**Ausgangstext**
══════════

Eduard Hollerbachs Kritik bezog sich wahrscheinlich auf Vorlesungen, die mir im Moment nicht zugänglich sind sowie auf das Nachwort Herbert Kühns zu dem Buch von Carl Hentze: Mythes et Symboles Lunaires. Antwerpen 1932. (s.u. 5.5.)

Ganz unabhängig jedoch davon, ob Herbert Kühns Thesen nun wissenschaftlich mit den damaligen Methoden zu verifizieren oder falsifizieren waren: Es war der Stil in Eduard Hollerbachs Brief, der aus einer angeblich wissenschaftlichen Kritik ein denunziatorisches Schreiben machte.

Herbert Kühn blieb auch weiterhin Zielscheibe der rechts gerichteten Presse, so z. B. des «Vortrupps», dessen Vorstellung zur Aufgabe eines Professors man 1935, in der gleichen Nummer, in welcher der Angriff auf Herbert Kühn stattfand, auf Seite 4 nachlesen konnte: Ein wahrhafter Hochschullehrer im Sinne der neuen Universität kann nur der sein, der die nationalsozialistische Weltanschauung in seinem ganzen Wollen vertritt. Wer das nicht kann oder will, kann vielleicht technisches Wissen vermitteln, er kann aber niemals das, worauf es entscheidend ankommt: junge und wertvolle deutsche Menschen zu Führern des Volkes machen. (Vortrupp 1935 UAK Zug. 197/769)

Auf der gleichen Seite fand sich auch die Attacke gegen einen liberalen Philosophieprofessor, der anscheinend noch einmal versucht hatte, eine Lanze für die «objektive Wissenschaft» zu brechen und anmahnte, im wissenschaftlichen Arbeiten «Leistung» wichtiger als «Haltung» zu nehmen.

Der Angriff gegen Herbert Kühn bezog sich auf eine Diskussion in seiner Vorlesung über die Germanen, in welcher Herbert Kühn einen Studenten in ironischem Stil abkanzelte. Dieser Student wehrte sich nun dagegen. Für Herbert Kühn gehörten die Eigenschaften Gefolgschaftstreue, Sippentreue, Mut u. a. nicht zu einem ethischen Gebäude. Der Student, indem er sich auf das Buch Alfred Rosenbergs: «Der Mythus des 20. Jahrhunderts» bezog, war da anderer Meinung.

Betrachtet man das im Hintergrund schwebende Verfahren zur Entziehung der Lehrbefugnis, war folgender Satz mit Sicherheit von fataler Wirkung: Sie gestatten doch, Herr Professor, dass ich als «dummer Junge» den Begriff der Ethik anders sehe als Sie in ihrer «weisen», allerdings von anderen Grundsätzen beschatteten Auffassung. (Vortrupp 1935 UAK Zug. 197/769)

Herbert Kühns abfällige Bemerkung wird durch die ironische Anrede «Herr Professor» gekontert. Man kann daraus nur schliessen, dass wohl auch die Hochschullehrer, insbesondere jene, die sowieso gegenüber den Nationalsozialisten bereits mit dem Rücken zur Wand standen hin und wieder eher scharfe und unsachliche Töne in ihre Argumentationen und Diskussionen mit den Studenten einfliessen liessen.

══════════

**Zeilen**
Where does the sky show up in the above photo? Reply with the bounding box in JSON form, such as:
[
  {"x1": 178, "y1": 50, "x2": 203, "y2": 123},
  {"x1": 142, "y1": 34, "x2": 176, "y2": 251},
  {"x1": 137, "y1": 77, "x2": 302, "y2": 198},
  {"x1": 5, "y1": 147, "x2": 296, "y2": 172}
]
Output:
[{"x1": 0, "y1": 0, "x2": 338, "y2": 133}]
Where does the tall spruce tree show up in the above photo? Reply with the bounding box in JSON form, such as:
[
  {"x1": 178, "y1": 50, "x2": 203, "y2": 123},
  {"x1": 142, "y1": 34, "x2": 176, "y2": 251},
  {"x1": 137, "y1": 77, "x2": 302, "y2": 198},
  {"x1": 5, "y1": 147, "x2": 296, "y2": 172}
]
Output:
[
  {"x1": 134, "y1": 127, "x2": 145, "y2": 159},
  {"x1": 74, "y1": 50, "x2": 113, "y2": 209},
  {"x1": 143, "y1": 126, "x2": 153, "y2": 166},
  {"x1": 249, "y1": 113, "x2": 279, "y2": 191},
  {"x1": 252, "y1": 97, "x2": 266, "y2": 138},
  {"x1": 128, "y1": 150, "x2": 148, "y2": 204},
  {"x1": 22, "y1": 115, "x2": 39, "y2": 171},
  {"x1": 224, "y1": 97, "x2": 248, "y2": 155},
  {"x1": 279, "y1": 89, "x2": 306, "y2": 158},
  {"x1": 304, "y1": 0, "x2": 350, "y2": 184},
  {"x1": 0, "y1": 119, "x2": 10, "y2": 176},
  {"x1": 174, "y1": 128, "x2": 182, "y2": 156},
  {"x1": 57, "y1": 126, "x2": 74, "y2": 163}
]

══════════

Beantworte anhand des Textes über Herbert Kühn die folgenden drei Fragen.
1. Zu welchem Buch von Carl Hentze schrieb Herbert Kühn ein Nachwort?
2. Auf welcher Seite des «Vortrupps» stand 1935 die Vorstellung zur Aufgabe eines Professors?
3. Auf welches Buch berief sich der Student, der Herbert Kühn widersprach?

1. «Mythes et Symboles Lunaires» (Antwerpen 1932).
2. Auf Seite 4.
3. Auf Alfred Rosenbergs «Der Mythus des 20. Jahrhunderts».